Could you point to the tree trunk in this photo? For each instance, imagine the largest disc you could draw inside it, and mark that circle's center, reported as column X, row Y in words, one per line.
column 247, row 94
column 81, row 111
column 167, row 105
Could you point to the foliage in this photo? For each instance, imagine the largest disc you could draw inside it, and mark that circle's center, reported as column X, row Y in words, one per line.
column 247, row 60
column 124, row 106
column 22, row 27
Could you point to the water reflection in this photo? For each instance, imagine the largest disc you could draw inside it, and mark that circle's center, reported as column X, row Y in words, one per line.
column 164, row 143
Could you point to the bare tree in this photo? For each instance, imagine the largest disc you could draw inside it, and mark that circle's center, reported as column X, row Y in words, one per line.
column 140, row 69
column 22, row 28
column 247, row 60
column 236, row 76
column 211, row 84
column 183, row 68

▶ YOUR INSTRUCTIONS: Give an exact copy of the lines from the one with "Could you point to the water" through the end of the entries, both ends included.

▶ SOLUTION FOR THIS EXERCISE:
Could you point to the water reflection in this photo? For each instance, imagine the largest disc you could draw inside it, and mark that circle's center, reported as column X, row Y in words, one per line.
column 164, row 143
Could you point to the bare tree in this photo? For each instance, imagine the largest disc you could draw inside it, and mark that circle's center, reported as column X, row Y in words, one per line.
column 140, row 69
column 22, row 28
column 247, row 60
column 236, row 76
column 211, row 84
column 183, row 68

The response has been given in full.